Identify each line in the data below that contains the string "Target" and copy those lines.

━━ Provided material

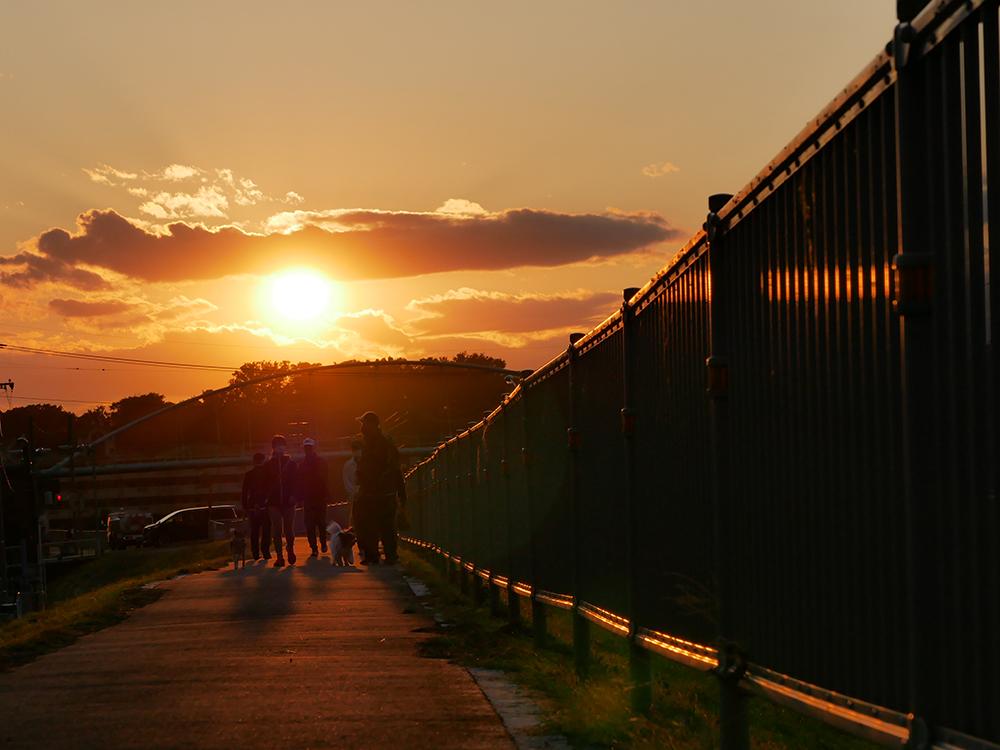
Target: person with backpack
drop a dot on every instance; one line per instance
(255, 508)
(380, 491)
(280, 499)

━━━━
━━ Provided material

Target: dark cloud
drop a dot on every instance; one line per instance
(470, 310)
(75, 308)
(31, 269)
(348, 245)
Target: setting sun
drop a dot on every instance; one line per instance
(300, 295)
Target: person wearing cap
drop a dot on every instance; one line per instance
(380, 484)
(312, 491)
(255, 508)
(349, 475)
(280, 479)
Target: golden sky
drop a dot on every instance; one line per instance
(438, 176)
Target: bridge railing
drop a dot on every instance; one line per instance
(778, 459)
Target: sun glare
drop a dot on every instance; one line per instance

━━━━

> [Answer to this task]
Target: person with backpack
Target: dark cloud
Target: setting sun
Target: person wearing cap
Target: golden sky
Target: bridge railing
Target: sun glare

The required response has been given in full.